Position annotation records
──────────────────────────────

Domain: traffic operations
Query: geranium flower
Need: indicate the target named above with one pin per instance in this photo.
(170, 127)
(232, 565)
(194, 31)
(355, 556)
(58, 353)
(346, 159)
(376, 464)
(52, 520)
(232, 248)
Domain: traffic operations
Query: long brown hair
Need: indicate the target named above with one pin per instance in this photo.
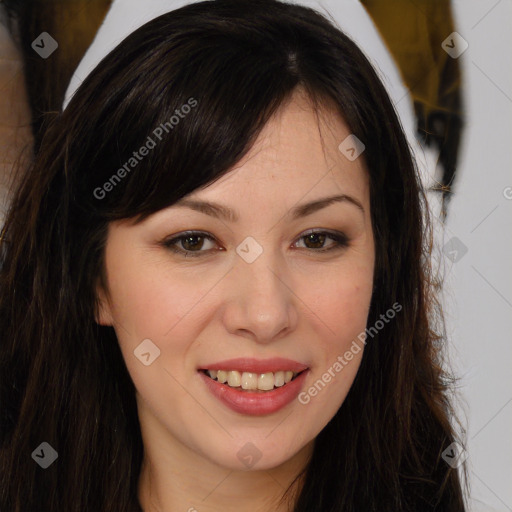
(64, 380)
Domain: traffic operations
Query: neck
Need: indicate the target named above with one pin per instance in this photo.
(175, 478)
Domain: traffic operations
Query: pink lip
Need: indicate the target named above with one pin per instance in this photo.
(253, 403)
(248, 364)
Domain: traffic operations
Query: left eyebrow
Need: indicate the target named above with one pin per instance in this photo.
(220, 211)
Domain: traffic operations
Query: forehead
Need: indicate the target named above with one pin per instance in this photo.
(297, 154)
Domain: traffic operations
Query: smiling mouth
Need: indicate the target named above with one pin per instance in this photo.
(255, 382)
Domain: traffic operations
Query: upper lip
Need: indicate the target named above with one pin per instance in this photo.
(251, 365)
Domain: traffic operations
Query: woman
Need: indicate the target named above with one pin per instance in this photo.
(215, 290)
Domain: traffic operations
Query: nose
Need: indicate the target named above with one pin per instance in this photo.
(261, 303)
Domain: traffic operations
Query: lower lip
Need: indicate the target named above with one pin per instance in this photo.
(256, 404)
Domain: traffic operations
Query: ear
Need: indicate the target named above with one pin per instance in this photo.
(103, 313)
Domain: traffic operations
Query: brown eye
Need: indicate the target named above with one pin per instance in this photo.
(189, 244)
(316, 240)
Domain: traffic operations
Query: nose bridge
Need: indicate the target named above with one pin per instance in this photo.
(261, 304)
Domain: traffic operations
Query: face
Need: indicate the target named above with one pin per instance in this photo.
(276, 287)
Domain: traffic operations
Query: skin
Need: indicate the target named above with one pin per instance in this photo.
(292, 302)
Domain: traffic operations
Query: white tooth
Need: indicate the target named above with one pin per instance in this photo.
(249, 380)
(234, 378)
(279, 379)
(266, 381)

──────────────────────────────

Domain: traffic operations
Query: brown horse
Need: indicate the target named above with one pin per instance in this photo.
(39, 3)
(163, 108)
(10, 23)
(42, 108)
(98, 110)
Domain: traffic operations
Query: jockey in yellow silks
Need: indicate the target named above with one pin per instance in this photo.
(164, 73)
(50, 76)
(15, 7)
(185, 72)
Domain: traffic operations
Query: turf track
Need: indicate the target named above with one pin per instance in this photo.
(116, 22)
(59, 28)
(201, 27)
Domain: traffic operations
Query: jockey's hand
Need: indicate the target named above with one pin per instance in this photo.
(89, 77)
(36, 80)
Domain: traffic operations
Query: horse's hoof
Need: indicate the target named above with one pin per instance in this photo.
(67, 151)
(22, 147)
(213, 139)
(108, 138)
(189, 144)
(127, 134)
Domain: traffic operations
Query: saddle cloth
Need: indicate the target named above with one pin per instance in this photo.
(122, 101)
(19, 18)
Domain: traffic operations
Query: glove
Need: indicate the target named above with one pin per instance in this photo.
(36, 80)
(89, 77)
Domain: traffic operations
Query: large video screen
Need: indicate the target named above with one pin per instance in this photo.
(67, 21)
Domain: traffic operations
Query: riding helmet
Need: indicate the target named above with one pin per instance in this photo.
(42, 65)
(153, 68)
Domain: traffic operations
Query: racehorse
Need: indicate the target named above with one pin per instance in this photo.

──────────────────────────────

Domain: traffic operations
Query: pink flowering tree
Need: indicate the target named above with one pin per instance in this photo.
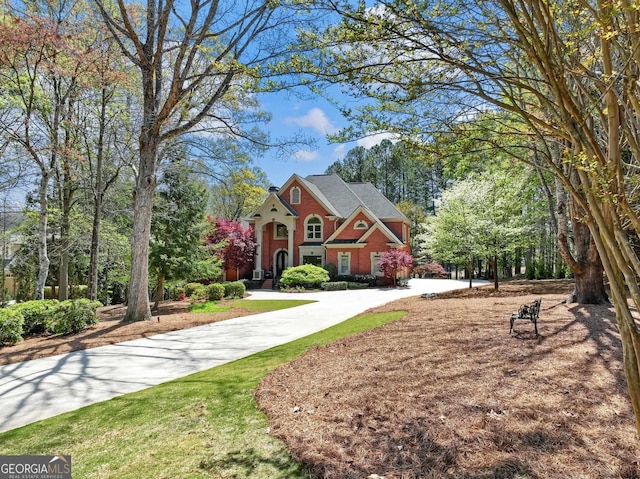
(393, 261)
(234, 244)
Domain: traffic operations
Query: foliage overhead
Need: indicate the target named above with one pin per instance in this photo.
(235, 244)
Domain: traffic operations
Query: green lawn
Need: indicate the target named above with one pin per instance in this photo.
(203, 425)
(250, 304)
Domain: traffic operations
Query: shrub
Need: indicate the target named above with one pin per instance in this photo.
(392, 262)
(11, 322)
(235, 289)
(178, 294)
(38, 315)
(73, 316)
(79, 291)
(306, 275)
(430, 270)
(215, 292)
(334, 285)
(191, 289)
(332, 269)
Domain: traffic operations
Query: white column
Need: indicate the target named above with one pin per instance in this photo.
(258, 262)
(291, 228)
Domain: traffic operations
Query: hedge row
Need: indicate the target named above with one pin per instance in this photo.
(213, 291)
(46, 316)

──────────────────────────────

WRITTEN REQUEST
Pick out every line in the data above that contains the string "brown", and copy each of those lines. Case matters.

SOLUTION FOR THIS TASK
Query: long brown hair
Query: brown eye
Query: brown horse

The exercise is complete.